On Wed, May 20, 2026 at 03:21:49PM +0530, Tauro, Riana wrote:
> On 5/15/2026 1:58 AM, Raag Jadav wrote:
> > cleanup_node_param() is not registered in case of counter allocation
> > failure, which results in stale memory of previous node that isn't
> > cleaned up on unwind. Fix this using drm managed allocation, which is
> > guaranteed to be cleaned up on unwind.
> >
> > Fixes: b40db12b542f ("drm/xe/xe_drm_ras: Add support for XE DRM RAS")
> > Signed-off-by: Raag Jadav <[email protected]>
> > ---
> > drivers/gpu/drm/xe/xe_drm_ras.c | 5 +----
> > 1 file changed, 1 insertion(+), 4 deletions(-)
> >
> > diff --git a/drivers/gpu/drm/xe/xe_drm_ras.c
> > b/drivers/gpu/drm/xe/xe_drm_ras.c
> > index c21c8b428de6..89640ffb1c33 100644
> > --- a/drivers/gpu/drm/xe/xe_drm_ras.c
> > +++ b/drivers/gpu/drm/xe/xe_drm_ras.c
> > @@ -80,7 +80,7 @@ static struct xe_drm_ras_counter
> > *allocate_and_copy_counters(struct xe_device *x
> > struct xe_drm_ras_counter *counter;
> > int i;
> > - counter = kcalloc(DRM_XE_RAS_ERR_COMP_MAX, sizeof(*counter),
> > GFP_KERNEL);
> > + counter = drmm_kcalloc(&xe->drm, DRM_XE_RAS_ERR_COMP_MAX,
> > sizeof(*counter), GFP_KERNEL);
> > if (!counter)

..............................

#### [SET EXERCISE 1]
Name every function that appears in the patch email above, leaving out the sizeof operator.
#### [SET EXERCISE 2]
Reproduce word for word the stretch of the patch email above from "On Wed, May" through "be cleaned up on unwind.".

#### [DATASET]
..............................

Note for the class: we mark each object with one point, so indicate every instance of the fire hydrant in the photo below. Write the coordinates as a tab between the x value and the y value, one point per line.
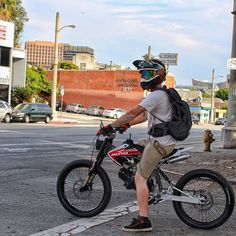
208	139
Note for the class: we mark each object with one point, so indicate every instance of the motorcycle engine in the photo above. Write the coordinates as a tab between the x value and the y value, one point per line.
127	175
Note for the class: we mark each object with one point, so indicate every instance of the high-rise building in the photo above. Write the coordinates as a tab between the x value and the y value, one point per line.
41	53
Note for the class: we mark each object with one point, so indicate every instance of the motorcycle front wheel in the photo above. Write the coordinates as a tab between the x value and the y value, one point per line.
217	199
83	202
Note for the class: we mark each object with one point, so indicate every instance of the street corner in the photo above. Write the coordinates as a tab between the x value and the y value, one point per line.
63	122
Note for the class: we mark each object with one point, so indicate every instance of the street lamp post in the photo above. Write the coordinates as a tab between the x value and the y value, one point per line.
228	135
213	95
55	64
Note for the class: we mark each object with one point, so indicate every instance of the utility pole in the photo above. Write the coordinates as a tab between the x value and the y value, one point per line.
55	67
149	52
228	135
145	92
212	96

..............................

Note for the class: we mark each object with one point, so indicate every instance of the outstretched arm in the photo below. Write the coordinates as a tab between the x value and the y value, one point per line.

..............................

#### [REPLY 1]
cleanup_node_param, allocate_and_copy_counters, kcalloc, drmm_kcalloc

#### [REPLY 2]
On Wed, May 20, 2026 at 03:21:49PM +0530, Tauro, Riana wrote:
> On 5/15/2026 1:58 AM, Raag Jadav wrote:
> > cleanup_node_param() is not registered in case of counter allocation
> > failure, which results in stale memory of previous node that isn't
> > cleaned up on unwind. Fix this using drm managed allocation, which is
> > guaranteed to be cleaned up on unwind.